• EXERCISE GOAL
Print exactly the lines from the line with "In this exercise you will tag the cluster" to the last line of the data, please, both included.
━━━ EXERCISE INPUT
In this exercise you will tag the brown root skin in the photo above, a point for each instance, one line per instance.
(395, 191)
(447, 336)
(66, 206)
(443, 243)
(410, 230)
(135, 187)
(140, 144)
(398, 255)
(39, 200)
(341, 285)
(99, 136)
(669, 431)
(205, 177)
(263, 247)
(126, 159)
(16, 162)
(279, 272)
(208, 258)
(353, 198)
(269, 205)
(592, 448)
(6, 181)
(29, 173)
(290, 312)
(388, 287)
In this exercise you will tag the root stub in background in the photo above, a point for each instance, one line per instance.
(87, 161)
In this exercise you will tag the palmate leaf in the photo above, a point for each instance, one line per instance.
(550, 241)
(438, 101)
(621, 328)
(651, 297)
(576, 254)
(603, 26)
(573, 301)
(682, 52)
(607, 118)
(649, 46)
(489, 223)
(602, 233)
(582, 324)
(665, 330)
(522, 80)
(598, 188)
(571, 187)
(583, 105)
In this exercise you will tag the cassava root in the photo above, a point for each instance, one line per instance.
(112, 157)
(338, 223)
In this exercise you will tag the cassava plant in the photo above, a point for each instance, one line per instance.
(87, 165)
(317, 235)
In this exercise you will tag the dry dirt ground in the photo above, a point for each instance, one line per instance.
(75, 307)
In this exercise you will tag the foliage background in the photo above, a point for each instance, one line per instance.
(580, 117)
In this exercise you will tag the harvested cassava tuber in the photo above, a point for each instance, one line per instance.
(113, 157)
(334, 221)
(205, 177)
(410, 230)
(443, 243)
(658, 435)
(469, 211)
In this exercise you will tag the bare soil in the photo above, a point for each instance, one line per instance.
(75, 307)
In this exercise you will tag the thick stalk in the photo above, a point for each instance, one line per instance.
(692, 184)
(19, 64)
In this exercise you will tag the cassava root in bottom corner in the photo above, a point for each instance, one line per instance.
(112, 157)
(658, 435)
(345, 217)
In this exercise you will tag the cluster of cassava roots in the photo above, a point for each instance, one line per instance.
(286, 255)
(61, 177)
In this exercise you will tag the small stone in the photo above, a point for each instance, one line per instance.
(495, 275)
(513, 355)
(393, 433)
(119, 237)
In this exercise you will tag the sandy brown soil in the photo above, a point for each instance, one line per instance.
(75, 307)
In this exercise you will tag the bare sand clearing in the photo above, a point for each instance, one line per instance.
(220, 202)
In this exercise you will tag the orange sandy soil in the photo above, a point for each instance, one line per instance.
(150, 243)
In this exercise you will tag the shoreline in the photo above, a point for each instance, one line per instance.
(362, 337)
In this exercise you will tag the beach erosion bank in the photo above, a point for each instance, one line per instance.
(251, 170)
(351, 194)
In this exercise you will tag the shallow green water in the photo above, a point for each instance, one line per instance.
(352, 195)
━━━━━━
• ANSWER SECTION
In this exercise you will tag the cluster of cassava roots in the photo above, a point for each instance, one line per instance.
(286, 255)
(61, 177)
In this exercise you will tag the small stone in the photo above, a point for each instance, one line per instance.
(495, 275)
(513, 355)
(393, 433)
(119, 237)
In this exercise you will tag the sandy brown soil in the photo above, a point for each instance, one line per instance.
(75, 307)
In this exercise you will tag the bare sand clearing in the photo above, a point for each instance, one line per instance.
(220, 202)
In this exercise you will tag the orange sandy soil in the photo above, a point for each instance, one line per instance.
(150, 243)
In this exercise you will tag the shoreline in the photo above, a point for each instance, one line per instance.
(362, 337)
In this exercise you will tag the beach erosion bank in the photo above, a point for each instance, one line per instance.
(251, 170)
(351, 194)
In this exercise you will tag the shallow green water in the photo above, a point for each instance, one line per instance.
(352, 195)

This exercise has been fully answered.